__What is needed__:
Without altering a word, return the records below, but exclude the pictures.

__The data__:

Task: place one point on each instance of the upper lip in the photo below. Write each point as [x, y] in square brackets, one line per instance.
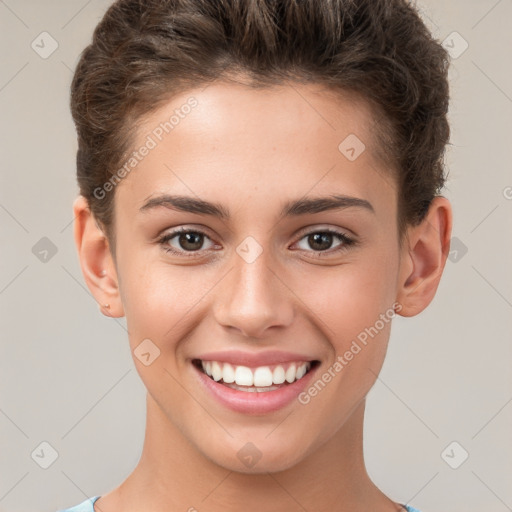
[254, 359]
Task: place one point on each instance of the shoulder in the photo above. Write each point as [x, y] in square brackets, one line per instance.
[85, 506]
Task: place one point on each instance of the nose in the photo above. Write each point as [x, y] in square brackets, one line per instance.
[253, 298]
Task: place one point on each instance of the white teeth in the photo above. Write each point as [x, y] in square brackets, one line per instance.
[228, 373]
[244, 376]
[291, 373]
[260, 379]
[278, 377]
[216, 371]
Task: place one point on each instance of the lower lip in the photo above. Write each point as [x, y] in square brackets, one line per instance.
[247, 402]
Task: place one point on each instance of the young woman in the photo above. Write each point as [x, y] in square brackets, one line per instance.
[259, 195]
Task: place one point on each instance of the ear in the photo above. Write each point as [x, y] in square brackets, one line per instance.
[96, 261]
[425, 251]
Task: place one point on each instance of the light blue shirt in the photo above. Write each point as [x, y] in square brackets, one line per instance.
[88, 506]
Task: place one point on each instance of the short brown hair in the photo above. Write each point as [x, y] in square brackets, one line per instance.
[144, 51]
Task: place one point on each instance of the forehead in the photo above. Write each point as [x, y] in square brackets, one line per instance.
[291, 139]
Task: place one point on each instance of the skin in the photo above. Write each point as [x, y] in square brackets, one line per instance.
[250, 150]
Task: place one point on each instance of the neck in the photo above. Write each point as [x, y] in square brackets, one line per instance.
[173, 475]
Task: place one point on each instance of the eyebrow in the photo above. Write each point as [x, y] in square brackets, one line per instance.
[290, 208]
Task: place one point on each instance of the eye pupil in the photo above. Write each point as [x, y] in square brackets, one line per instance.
[190, 238]
[320, 239]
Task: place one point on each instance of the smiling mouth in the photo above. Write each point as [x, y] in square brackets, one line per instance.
[259, 379]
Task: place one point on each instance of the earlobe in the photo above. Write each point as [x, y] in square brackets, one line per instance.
[424, 258]
[96, 260]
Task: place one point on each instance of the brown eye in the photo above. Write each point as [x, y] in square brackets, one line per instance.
[184, 241]
[322, 240]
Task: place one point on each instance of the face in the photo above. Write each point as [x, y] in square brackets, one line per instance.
[266, 281]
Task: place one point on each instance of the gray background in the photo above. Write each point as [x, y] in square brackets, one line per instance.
[66, 374]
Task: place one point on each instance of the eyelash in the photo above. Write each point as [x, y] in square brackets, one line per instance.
[347, 242]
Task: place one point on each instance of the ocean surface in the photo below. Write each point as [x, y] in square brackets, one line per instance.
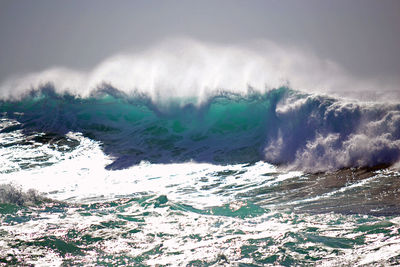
[280, 178]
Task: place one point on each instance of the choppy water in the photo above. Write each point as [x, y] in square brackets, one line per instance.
[122, 181]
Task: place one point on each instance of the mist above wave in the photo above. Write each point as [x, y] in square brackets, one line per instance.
[282, 126]
[182, 68]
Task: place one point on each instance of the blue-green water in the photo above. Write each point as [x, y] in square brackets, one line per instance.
[280, 178]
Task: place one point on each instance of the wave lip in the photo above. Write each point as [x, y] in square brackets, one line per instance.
[281, 126]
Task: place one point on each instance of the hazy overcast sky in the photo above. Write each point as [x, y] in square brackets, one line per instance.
[361, 35]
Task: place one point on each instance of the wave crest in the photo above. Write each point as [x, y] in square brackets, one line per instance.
[282, 126]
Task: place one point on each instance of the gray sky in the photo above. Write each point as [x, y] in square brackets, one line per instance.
[361, 35]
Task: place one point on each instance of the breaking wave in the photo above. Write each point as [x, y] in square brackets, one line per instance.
[281, 126]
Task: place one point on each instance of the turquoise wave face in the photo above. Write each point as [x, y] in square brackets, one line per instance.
[281, 126]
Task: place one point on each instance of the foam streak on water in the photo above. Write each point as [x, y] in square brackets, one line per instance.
[120, 180]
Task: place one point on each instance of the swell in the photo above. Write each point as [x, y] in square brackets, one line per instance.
[281, 126]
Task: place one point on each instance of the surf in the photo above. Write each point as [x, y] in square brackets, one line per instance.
[281, 126]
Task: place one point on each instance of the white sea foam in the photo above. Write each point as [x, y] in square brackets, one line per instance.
[188, 68]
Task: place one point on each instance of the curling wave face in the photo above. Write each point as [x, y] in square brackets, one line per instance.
[281, 126]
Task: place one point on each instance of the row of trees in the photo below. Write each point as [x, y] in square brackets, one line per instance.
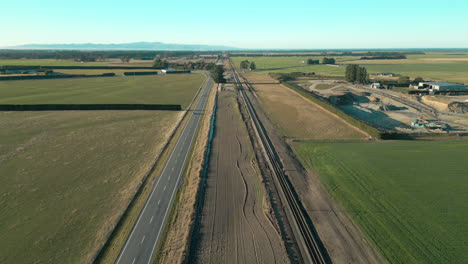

__Result for this task__:
Task: place one point on each instance of the upper lip in the photo below. Write each point as [x, y] in square brackets, one line per instance.
[254, 359]
Task: place one point on each instance of the shoulder in the photo above. Write each point as [x, y] in square brackets, one line per instance.
[85, 506]
Task: place one point on each instance of the nose in the photo above. Write each point as [x, y] in square brackets, one line per instance.
[253, 298]
Task: place one point on each instance of the white teeth in the photo above. Write each point as [x, y] in square brackets, one line per instance.
[228, 373]
[244, 376]
[291, 373]
[260, 379]
[278, 377]
[216, 371]
Task: place one point on each instance of the lower lip in the photo above. Write each point as [x, y] in square brackets, one line per instance.
[247, 402]
Task: place one point on each instance of the young woman in the photo above. Write each point as [x, y] in square brackets, one line per instance.
[259, 195]
Task: place one point on each instance of the ear in the photo above. Write each point as [x, y] in square brackets, one line per instance.
[96, 261]
[425, 251]
Task: place one point on each instance of the light blue shirt in the photo above. Write each point as [x, y] in square brackets, one line per instance.
[88, 506]
Task: place one point on each instance of the short brown hair in the photo above. Write each point as [x, y] in square brackets, one line per instance.
[144, 51]
Task: place one point on each instance of the forehead in the photo above. Write each point as [x, y] in square brackets, one line per instance.
[291, 139]
Task: place one point on each instance of the skin in the photo above. Write each point as [x, y] in square brackets, one line per instance.
[250, 150]
Task: place one point on each instance of the neck in the photo above. Write each point as [x, y] in square brackets, one line per instance.
[173, 475]
Task: place one point on each instance of the eyebrow in the photo above. Write each point as [x, y] in square brackets, one line per instance.
[290, 208]
Task: place one point on each instance of the eye pupil in the photo above. Write each point as [x, y] in square brackets, one line per instance.
[190, 238]
[320, 239]
Task: place one point on each instance of the smiling mouth in the photo above. Write each point as [x, y] in square brackets, one line per instance.
[259, 379]
Task: place one point on each instance of the earlobe in the photo above. Write each point as [x, y] in square brackets, one line per instance.
[424, 258]
[96, 260]
Task: place one point on each instance of the brown eye in the photo above. Write each point as [x, y] in square brackets, one line per instance.
[184, 241]
[322, 240]
Task: place one point on each instance of the face in the photo above. Write each point as [x, y] in square brackets, one line per instance.
[266, 281]
Task: place one point on each instance of the gray background in the photo above. Write each point as [x, y] in square brackets, one line per instance.
[66, 374]
Task: place one point on each instance of the eyelash in the photo above. Write each point as [x, y] in square brackets, one line per instance.
[347, 242]
Task: place one point on each instance of the ocean surface in the photo below. Write each point as [x, y] in square brackets, one line per instance.
[280, 178]
Task: place one point on each instance of the choppy water in the photo above. Write each point as [x, y] in square brackets, one line per instance.
[122, 181]
Task: place one point on each instance of the mist above wave in the photo above. Write each point as [x, y] in square brackets, one line per instance.
[282, 126]
[182, 68]
Task: place one point on each instance of the blue-green water in the photo above. Write each point as [x, y] in square brackets, one line per instance.
[280, 178]
Task: place one point on each instance of the wave lip in the photo above. Write each point as [x, y] in square brackets, one line per instance.
[281, 126]
Task: place one point on each instance of the hazy overcast sky in the photo above. Write each point as [x, y] in square brackets, one line per instance.
[361, 35]
Task: place one point on each instance of the wave crest in the photo above. Write each point as [x, y] in square brackets, one line per instance.
[282, 126]
Task: place one point on each instance of the gray sky in the photo above. Write each point as [x, y] in square brackets, one line per instance.
[361, 35]
Task: place one point on each instance of the breaking wave in the photo above. Write each point as [x, y] in square brackets, one line per instance.
[281, 126]
Task: place one point on each instance of the turquoise wave face in the photo above. Write each point as [x, y] in square brackets, one line per instance.
[281, 126]
Task: place one point on each instance of the foam streak on water in the photo above. Write each point as [x, y] in square brackets, one line per instance.
[120, 180]
Task: place one point on each instance of the swell in the photo above. Write each point as [x, y] in square brackets, one line per instance.
[281, 126]
Task: place one point on each instance of the surf in the photo above. Write each point as [x, y] in square brackets, one line per instance.
[281, 126]
Task: place one point on each instance of the white sea foam in the photo above. Write each point as [x, y] in square brackets, one line per instance.
[188, 68]
Task: place one point on each instance of the curling wave face in the photo above. Write each point as [x, y] in square brackets, one line per instance.
[281, 126]
Task: place one point on each instance of the row of trees in the photo below. Write each point as [x, y] in square brackets, one line per instance.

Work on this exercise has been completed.